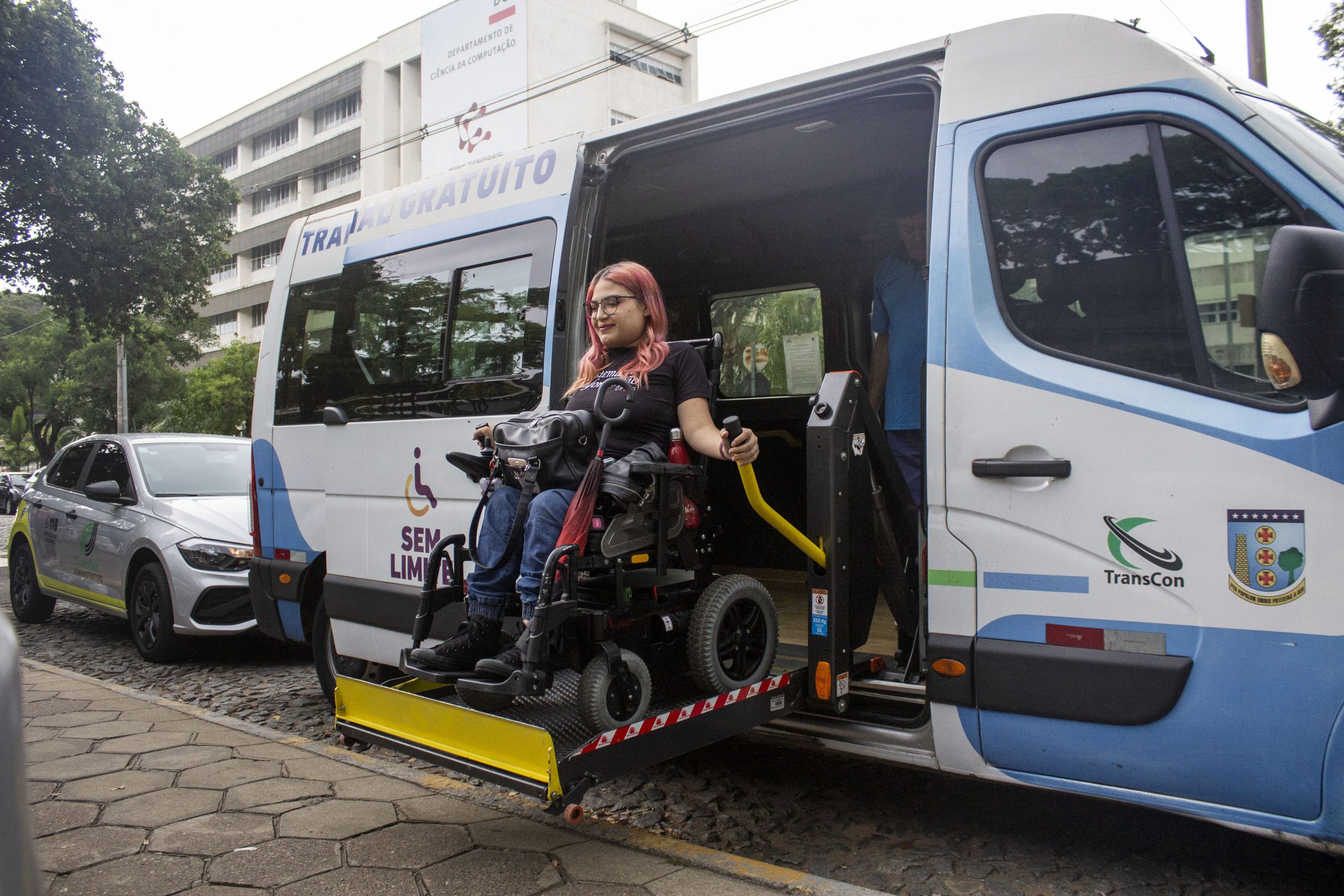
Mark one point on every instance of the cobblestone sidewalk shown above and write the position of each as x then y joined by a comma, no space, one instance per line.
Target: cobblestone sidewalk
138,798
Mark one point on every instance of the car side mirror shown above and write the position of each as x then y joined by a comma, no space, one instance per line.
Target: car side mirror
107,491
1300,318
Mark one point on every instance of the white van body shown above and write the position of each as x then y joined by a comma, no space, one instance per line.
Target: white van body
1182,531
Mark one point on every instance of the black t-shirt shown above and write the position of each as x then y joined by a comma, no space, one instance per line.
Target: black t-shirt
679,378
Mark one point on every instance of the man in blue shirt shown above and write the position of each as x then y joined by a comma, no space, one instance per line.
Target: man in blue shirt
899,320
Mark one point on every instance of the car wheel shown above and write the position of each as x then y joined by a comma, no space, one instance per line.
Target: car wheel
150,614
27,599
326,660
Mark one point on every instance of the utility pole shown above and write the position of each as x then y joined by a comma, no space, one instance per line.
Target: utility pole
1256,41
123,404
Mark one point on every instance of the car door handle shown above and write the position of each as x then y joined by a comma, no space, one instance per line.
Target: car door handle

* * *

● **Task details**: Rewrite all of the entries above, changing every "one instance per line" to "one pair per line" and keeping everything else the same. Omit the pictures.

● **Response to this task**:
Mark one point on every instance of the cobblestone sidewalk shown above and write the position of each as x then y joined by a comma, no space, one pair per line.
Target: cobblestone sidewalk
138,798
Mark one point on every instance of the car side mirror shown above and write the position of each as x then y joined by a comma, no space, one pair per line.
Target: car side mirror
107,491
1300,318
Mark one point on every instance of the white van body shown above and write the position of each as x then y joined by a comma, no space, one pair per line.
Target: white van body
1182,531
Mark one point on every instance of the black t-shirt shown above and write the position of each as x then y joined by a comma, no space, one pair per line.
Target: black t-shirt
679,378
Mark one point on every instance of the man in blue shirt shown above and write the position of each as x then y joined by a comma, no space, one pair per line.
Target: man in blue shirt
899,320
Mark one point on every instance of the car wheel shown above and write the position of each as x then y joined by a comma, no space, one pair per line.
Target: car wheel
150,614
27,599
326,660
Mark one point on every instance of the utility pole shown above and write the position of each as x then y joined by a comma, no space, one pair per line.
Target: utility pole
1256,41
123,404
Mark one point on every instance of the car door handle shown above and write the position of each as x then y joined by a comma, no space, one pair per line.
Target: car door handle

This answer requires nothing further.